Supplied text:

────────────────────

Saturday, April 14, 2012

Walking two paths doesn't always work

As I'm sure you know by now, I have a 'real' job, and I enjoy it. I love the stability, the financial security and the knowledge of exactly where I need to be and what I need to do the next day. While the office I work in is particularly unique, it has been an eye-opening experience for me. When I was younger, I always swore that I could never work a 9-5 regular job, that I would always have to live on different time table and spend time with what I call 'Wednesday People', those who don't have anywhere to be except the coffee shop on a Wednesday at 3pm. I wanted to spend my time singing, and rehearsing and teaching and that was all.
Circumstances dictated that I take this real job in order to survive in my new country, and I am ever grateful for it. I think I would've gone running home to Canada if I hadn't found it. But now, after a year and a half of the corporate life, I can't help but to think that I've sold myself short. I'm a great singer, and should be singing/performing as much as possible.
I came to this conclusion on Tuesday night, when I went to see the symphony perform a new work by Robin Gibb of the BeeGees. It was not a very good concert, and deserving of a blog post of its own, but the thing that stood out to me was how bad the soloists were. I sat there cringing and all I could think was:
"if these people can sing for a living, then it should be easy for me!"
Of course, I know from experience that it is not easy for me, and I imagine it hasn't been easy for them either. After the concert, I went home and got to work looking for opportunities to start to sing again, my first action being to email a conductor I'd spoken to in the past about singing with the Chelsea Opera Chorus. They are an amateur chorus that performs lesser known operas in concert using professional soloists. I figure the best way in was through the chorus, to get to know them and show off my skills.
And this is where my two paths diverge.
The conductor e-mailed me back and was happy to invite me to come to rehearsal and sing for him, so long as I could commit to every rehearsal date scheduled. I was overflowing with excitement, until i read through the list of the rehearsal dates and realised that there was no way I would be able to get involved. Several of the dates fall at times that I already had commitments with my day job, things that I can not back out of and am being paid to do.

────────────────────

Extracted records
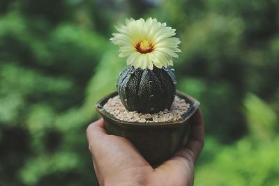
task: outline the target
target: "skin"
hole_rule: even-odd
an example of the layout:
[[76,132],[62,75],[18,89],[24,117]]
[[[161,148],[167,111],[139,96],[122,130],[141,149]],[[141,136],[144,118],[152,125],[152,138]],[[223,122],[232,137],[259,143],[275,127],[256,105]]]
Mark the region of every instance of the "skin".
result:
[[87,140],[100,185],[193,185],[194,164],[204,146],[200,109],[191,118],[191,123],[190,136],[185,147],[155,169],[128,140],[107,134],[103,119],[90,124]]

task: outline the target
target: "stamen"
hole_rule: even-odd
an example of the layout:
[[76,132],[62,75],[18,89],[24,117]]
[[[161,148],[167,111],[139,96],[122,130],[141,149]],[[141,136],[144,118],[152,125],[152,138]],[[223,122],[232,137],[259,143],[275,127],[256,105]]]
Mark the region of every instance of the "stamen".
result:
[[135,45],[137,52],[142,54],[149,53],[154,49],[154,46],[148,40],[141,40]]

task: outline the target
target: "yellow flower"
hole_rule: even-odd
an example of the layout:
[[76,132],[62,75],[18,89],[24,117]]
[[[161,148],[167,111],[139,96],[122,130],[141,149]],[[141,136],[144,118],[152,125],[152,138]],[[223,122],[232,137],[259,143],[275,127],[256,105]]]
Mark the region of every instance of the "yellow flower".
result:
[[126,25],[115,27],[119,33],[112,33],[110,40],[119,45],[119,56],[128,57],[127,64],[135,68],[152,70],[153,65],[159,68],[172,65],[172,58],[178,57],[175,52],[181,52],[179,39],[173,37],[175,29],[156,19],[126,19]]

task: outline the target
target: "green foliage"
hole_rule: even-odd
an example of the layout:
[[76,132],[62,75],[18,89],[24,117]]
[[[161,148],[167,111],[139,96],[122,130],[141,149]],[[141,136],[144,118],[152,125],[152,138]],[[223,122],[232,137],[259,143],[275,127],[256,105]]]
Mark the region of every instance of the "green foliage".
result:
[[110,33],[150,16],[204,112],[195,185],[279,185],[278,2],[136,1],[0,0],[0,185],[98,185],[85,130],[126,67]]

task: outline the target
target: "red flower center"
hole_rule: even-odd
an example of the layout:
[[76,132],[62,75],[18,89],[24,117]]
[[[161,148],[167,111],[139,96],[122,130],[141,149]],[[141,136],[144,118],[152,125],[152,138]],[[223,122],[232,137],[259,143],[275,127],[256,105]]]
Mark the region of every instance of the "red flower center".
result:
[[135,47],[137,52],[142,54],[149,53],[154,49],[154,46],[146,40],[137,42]]

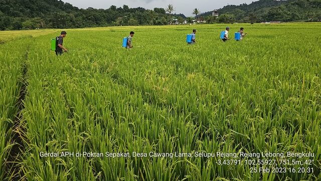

────────────────────

Description of the task:
Decide whether each statement agrees with the blog post on walking two paths: 1. The writer saw the symphony perform a new work by Robin Gibb on a Tuesday night. 2. The Chelsea Opera Chorus is a professional chorus. 3. The conductor never replied to the writer's email. Answer yes or no for each, and quote the deciding words from the blog post.

Exercise response:
1. Yes: "I came to this conclusion on Tuesday night, when I went to see the symphony perform a new work by Robin Gibb of the BeeGees."
2. No: "They are an amateur chorus that performs lesser known operas in concert using professional soloists."
3. No: "The conductor e-mailed me back and was happy to invite me to come to rehearsal and sing for him"